**TASK GOAL:** Repeat the lines that follow, leaving nothing out.

***** GIVEN RECORDS

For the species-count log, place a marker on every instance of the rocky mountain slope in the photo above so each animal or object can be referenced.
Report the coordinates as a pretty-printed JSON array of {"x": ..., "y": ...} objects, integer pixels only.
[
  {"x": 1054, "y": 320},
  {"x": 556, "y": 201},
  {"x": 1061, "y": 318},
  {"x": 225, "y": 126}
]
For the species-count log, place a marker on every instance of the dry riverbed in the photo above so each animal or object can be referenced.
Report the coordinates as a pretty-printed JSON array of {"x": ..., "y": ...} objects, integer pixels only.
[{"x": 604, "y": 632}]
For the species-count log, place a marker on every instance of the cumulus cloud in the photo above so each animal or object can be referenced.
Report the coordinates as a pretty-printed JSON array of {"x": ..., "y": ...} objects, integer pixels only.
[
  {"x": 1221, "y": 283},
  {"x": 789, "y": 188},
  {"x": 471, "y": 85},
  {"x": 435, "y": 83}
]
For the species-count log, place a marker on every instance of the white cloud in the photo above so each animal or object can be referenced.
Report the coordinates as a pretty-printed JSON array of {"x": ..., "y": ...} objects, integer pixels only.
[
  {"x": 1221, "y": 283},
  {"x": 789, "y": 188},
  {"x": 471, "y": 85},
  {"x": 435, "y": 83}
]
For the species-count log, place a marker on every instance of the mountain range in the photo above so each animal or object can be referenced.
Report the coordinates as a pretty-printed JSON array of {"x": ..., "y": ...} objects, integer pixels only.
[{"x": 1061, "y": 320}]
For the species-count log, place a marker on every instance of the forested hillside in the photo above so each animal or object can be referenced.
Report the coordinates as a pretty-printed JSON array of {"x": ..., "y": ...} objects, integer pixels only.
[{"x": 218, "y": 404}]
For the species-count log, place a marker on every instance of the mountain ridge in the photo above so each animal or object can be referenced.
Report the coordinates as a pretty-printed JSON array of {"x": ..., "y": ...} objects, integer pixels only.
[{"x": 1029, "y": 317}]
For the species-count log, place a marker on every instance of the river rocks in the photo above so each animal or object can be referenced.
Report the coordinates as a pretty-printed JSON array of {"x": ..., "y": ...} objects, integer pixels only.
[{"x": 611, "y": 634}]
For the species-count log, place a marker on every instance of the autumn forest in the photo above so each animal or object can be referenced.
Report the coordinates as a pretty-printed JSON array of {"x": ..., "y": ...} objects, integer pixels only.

**********

**ANSWER BELOW:**
For the species-count log, place a marker on every instance of the rocky mountain slope in the photo above so each animal or object can be referenced.
Report the coordinates as a pretty-printed JSON array of {"x": ..., "y": ...} objects, integer pixels only.
[
  {"x": 1054, "y": 320},
  {"x": 556, "y": 201},
  {"x": 1061, "y": 318},
  {"x": 225, "y": 126}
]
For the species-count log, place a marker on every instance of the dry riverbed in the photo above so each animal or object can be referenced.
Report the coordinates as a pretty-printed JSON array of {"x": ..., "y": ...} objects, integer pixels only.
[{"x": 604, "y": 632}]
For the species-count log, place a marker on every instance of the cumulus cloud in the photo above so each animal or object can be referenced.
Report the coordinates as a pretty-printed JSON array of {"x": ..., "y": ...} objects, integer pixels only.
[
  {"x": 1221, "y": 283},
  {"x": 789, "y": 188},
  {"x": 471, "y": 85},
  {"x": 435, "y": 83}
]
For the species-count log, place a marker on every instance of the white cloud in the photo above so each animal or object can be referenced.
Report the coordinates as a pretty-printed JSON array of {"x": ..., "y": ...} objects, integer pixels only.
[
  {"x": 1221, "y": 283},
  {"x": 789, "y": 188},
  {"x": 471, "y": 85},
  {"x": 435, "y": 83}
]
For the species-count log, place a marker on every instance of the mountain range in the photo above so each animal or object can be referenced.
Report the coordinates as a pretty-printed JSON array of {"x": ..., "y": ...} objects, integer pixels only.
[{"x": 1061, "y": 320}]
For the species-count log, place a marker on every instance of the forested hillside in the photo above so each animal or object can be referenced.
Report the coordinates as a pretty-printed JSON array of {"x": ..., "y": ...} objects, integer pixels only.
[{"x": 218, "y": 404}]
For the species-count log, place a marker on every instance of the mountain ridge in the photo above so each animal or object can be referenced.
Report the coordinates as a pretty-printed JSON array of {"x": ..., "y": ...} objects, integer pixels only.
[{"x": 1029, "y": 317}]
For the species-count log, place a marker on every instance of the river rocks in the photo above so each animal or object can be referenced.
Report the coordinates as a pretty-printed JSON array of {"x": ..., "y": ...} objects, integer pixels only.
[{"x": 611, "y": 634}]
For the species-count log, place a marker on every instance of the autumn forest in the photo above so each animal or object can be referenced.
Report the coordinates as a pretty-printed JSON array of {"x": ..., "y": ...} objects, integer pixels only.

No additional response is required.